:: ページ抜粋

急激に加速する高齢化に伴い、物を噛む力や飲み込む力の低下した人に提供する嚥下食への注目度が上がっています。そんな中、京都市左京区の比叡病院では、嚥下食に力を入れており、嚥下食メニューコンテストや病態栄養学会でのレシピコンテストをはじめ、多くのレシピコンテストで優秀な成績をおさめています。
比叡病院ではどのような取り組みをおこなっているのか? 同病院の管理栄養士の山本茂子様にお話をうかがいました。
患者さんたちの楽しみである食事を最大限おいしく!
「比叡病院の入院患者さんの数は50名前後で、食事を摂っておられる方は30名前後です。中には外出・外泊ができない患者さんもいらっしゃいます。このような患者さんにとって食事は楽しみの1つです。
比叡病院で出される食事は、治療食として一般的なペースト状の食事だったのですが、平成27年3月、病院給食が委託から直営に変わったことがきっかけとなり、レシピコンテストで賞をいただけるような、今までにない嚥下食が生み出されるようになりました。
それまでは、一般的な治療食であるペースト状の食事を提供していたのですが、直営となり自分たちで食事を一から作ることになって、味はもちろんのこと見た目にもおいしい食事を提供できないか、ということになりました。
しかし、当初は何をどうしていくかという戦略も、具体的な目標もありませんでした。もちろん、コンテストに出してみようという雰囲気もまったくありませんでした。
ただ、患者さんに食事をちゃんと食べてもらうためにはどうしたらよいか?患者さんが満足する食事はどのようなものか?うちでもおいしい嚥下食を作ることができないか?という思いだけは、とても強かったため、調理師さんに「おいしくて見た目もいい嚥下食が作りたいんです!」と相談をしてみたところ、「やってみよう!」という心強い返事をもらえ、そこから試行錯誤が始まりました。」
偶然、舞い込んできたレシピコンテスト
「実際に色々と試しながら作ってみると、自分たちでもおいしい嚥下食を作れることがわかってきました。

::::
:: 抽出データ

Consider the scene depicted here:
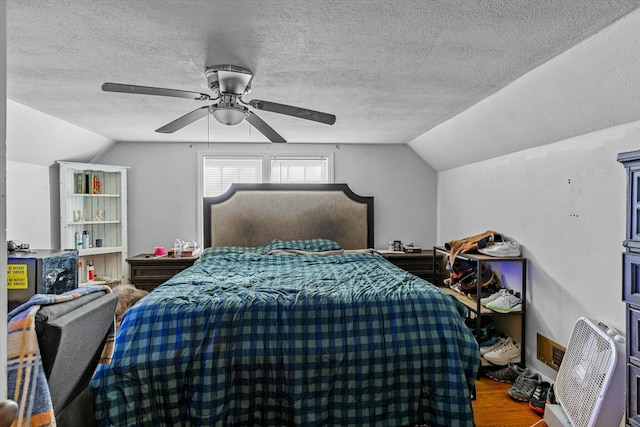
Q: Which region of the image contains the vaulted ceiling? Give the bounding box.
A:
[7,0,640,171]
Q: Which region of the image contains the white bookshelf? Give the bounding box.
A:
[58,161,129,286]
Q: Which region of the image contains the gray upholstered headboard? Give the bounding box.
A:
[203,184,373,249]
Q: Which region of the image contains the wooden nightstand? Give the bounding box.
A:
[381,249,444,286]
[127,254,200,291]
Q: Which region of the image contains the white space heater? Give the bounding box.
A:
[544,317,625,427]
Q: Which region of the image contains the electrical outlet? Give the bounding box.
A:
[536,334,567,371]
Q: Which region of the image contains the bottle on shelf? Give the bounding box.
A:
[173,238,182,258]
[87,261,95,282]
[78,260,84,283]
[82,230,89,249]
[76,231,83,250]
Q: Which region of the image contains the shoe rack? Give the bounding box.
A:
[433,246,527,366]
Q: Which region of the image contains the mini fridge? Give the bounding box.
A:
[7,249,78,311]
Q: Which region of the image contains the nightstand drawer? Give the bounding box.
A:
[127,254,199,291]
[382,250,444,286]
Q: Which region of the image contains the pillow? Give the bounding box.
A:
[267,239,342,252]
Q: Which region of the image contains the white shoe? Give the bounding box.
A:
[484,341,520,366]
[480,337,512,356]
[478,240,521,257]
[485,293,522,313]
[480,288,509,307]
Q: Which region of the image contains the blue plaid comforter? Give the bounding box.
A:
[91,248,480,427]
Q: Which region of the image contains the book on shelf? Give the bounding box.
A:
[75,173,86,194]
[75,173,100,194]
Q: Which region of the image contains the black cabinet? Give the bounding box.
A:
[618,151,640,427]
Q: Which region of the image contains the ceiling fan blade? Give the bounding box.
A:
[156,105,209,133]
[102,83,211,101]
[249,99,336,125]
[247,111,287,142]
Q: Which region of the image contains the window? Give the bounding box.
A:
[270,157,329,184]
[202,156,262,197]
[200,154,332,197]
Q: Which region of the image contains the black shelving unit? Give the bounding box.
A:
[433,246,527,366]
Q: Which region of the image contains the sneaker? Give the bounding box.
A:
[484,363,524,384]
[547,384,558,405]
[507,368,542,402]
[484,341,520,366]
[480,337,511,356]
[485,293,522,313]
[480,288,509,307]
[529,381,551,414]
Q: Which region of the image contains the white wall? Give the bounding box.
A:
[97,142,436,255]
[7,161,54,249]
[6,100,115,249]
[437,122,640,378]
[0,2,7,400]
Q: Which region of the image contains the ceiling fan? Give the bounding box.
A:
[102,65,336,142]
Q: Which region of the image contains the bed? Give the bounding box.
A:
[91,184,480,427]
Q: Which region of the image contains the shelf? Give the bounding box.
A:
[78,279,122,288]
[440,287,522,315]
[433,246,527,366]
[57,161,129,286]
[67,221,120,225]
[67,193,120,197]
[78,246,123,256]
[434,246,525,262]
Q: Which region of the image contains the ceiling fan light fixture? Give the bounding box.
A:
[212,107,247,126]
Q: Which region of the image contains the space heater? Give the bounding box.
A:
[544,317,625,427]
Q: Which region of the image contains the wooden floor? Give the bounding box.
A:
[473,376,545,427]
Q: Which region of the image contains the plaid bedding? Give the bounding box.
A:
[91,248,480,427]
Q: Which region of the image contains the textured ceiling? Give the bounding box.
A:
[7,0,640,150]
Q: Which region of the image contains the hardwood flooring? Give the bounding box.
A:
[473,376,545,427]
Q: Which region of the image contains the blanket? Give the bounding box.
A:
[7,285,114,426]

::::

-- 課題 1 --
本文によると、比叡病院の病院給食が委託から直営に変わったのはいつですか。
-- 課題 2 --
本文のうち、「しかし、当初は何をどうしてい」で始まり「ら試行錯誤が始まりました。」」までの部分を、一字も変えずに書き写しなさい。
抽出データの各行は、本文とは別の資料です。

-- 解答欄 1 --
平成27年3月です。

-- 解答欄 2 --
しかし、当初は何をどうしていくかという戦略も、具体的な目標もありませんでした。もちろん、コンテストに出してみようという雰囲気もまったくありませんでした。
ただ、患者さんに食事をちゃんと食べてもらうためにはどうしたらよいか?患者さんが満足する食事はどのようなものか?うちでもおいしい嚥下食を作ることができないか?という思いだけは、とても強かったため、調理師さんに「おいしくて見た目もいい嚥下食が作りたいんです!」と相談をしてみたところ、「やってみよう!」という心強い返事をもらえ、そこから試行錯誤が始まりました。」